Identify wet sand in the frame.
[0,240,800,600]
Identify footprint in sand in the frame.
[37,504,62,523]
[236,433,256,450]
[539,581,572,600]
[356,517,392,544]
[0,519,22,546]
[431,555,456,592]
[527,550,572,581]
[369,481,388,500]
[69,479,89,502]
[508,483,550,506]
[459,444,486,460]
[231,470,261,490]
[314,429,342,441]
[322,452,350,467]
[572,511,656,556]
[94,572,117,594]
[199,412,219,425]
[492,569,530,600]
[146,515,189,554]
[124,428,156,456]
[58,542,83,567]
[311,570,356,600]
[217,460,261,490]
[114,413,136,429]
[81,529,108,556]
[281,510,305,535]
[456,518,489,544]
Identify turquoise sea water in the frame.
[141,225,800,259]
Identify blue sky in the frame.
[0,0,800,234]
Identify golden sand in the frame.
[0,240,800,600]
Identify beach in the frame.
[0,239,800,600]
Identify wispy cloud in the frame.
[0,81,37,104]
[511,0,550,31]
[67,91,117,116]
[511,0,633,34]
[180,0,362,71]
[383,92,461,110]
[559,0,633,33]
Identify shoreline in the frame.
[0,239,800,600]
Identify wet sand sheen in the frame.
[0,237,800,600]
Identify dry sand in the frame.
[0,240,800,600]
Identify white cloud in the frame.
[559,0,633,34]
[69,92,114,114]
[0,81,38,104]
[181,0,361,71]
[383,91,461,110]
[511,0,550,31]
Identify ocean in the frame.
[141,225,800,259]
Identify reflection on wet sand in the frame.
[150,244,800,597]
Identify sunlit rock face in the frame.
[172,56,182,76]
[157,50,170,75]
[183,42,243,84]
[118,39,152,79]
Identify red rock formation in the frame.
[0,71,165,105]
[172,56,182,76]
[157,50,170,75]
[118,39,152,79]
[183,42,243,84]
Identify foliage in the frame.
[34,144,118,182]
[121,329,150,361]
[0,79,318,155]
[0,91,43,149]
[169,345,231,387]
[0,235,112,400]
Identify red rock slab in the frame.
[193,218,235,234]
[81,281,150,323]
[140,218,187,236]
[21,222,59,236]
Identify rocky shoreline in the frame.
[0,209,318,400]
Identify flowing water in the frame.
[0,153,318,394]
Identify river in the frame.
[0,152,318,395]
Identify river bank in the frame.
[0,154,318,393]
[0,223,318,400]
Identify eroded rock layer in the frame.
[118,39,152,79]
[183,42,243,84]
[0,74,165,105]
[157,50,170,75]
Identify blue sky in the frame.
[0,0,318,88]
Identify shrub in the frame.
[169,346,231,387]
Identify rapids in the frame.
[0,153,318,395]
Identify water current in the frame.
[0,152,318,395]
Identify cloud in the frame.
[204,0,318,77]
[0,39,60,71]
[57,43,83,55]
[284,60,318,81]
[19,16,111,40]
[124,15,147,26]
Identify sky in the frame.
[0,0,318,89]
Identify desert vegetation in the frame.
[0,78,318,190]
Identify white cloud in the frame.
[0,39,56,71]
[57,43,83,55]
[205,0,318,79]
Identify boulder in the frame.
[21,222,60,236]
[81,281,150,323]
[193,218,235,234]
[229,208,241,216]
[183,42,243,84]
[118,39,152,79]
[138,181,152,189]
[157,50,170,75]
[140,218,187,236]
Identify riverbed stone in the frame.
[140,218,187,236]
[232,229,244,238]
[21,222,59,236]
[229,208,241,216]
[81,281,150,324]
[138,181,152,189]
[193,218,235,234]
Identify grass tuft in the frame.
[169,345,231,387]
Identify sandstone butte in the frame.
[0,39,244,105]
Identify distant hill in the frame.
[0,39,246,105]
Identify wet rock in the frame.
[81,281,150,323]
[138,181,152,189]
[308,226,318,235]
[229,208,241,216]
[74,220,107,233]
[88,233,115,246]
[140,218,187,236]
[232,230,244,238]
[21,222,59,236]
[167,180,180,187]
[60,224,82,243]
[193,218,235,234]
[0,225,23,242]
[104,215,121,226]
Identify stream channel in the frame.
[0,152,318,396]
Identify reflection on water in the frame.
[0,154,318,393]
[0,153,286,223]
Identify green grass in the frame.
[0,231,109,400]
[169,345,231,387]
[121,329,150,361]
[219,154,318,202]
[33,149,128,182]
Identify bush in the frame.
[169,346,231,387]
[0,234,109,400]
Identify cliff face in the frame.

== == ==

## [Your objective]
Rewrite the rows from the line with "Identify desert vegetation in the frame." to the line with "[0,39,246,105]", changing "boulder" to "large rock" and leaving everything else unchanged.

## [Solution for this problem]
Identify desert vegetation in the frame.
[0,78,318,190]
Identify white cloud in the frame.
[0,39,56,71]
[57,43,83,55]
[205,0,318,79]
Identify large rock in the frame.
[21,222,60,236]
[81,281,150,323]
[193,218,235,234]
[229,208,241,216]
[183,42,243,84]
[118,39,152,79]
[138,181,152,189]
[157,50,170,75]
[140,218,187,236]
Identify riverbed stone in the frame.
[140,218,187,236]
[232,229,244,238]
[21,222,59,236]
[229,208,241,216]
[81,281,150,324]
[138,181,152,189]
[193,218,235,234]
Identify grass tuft in the frame.
[169,345,231,387]
Identify sandstone butte in the frame.
[0,39,244,105]
Identify distant hill in the frame.
[0,39,246,105]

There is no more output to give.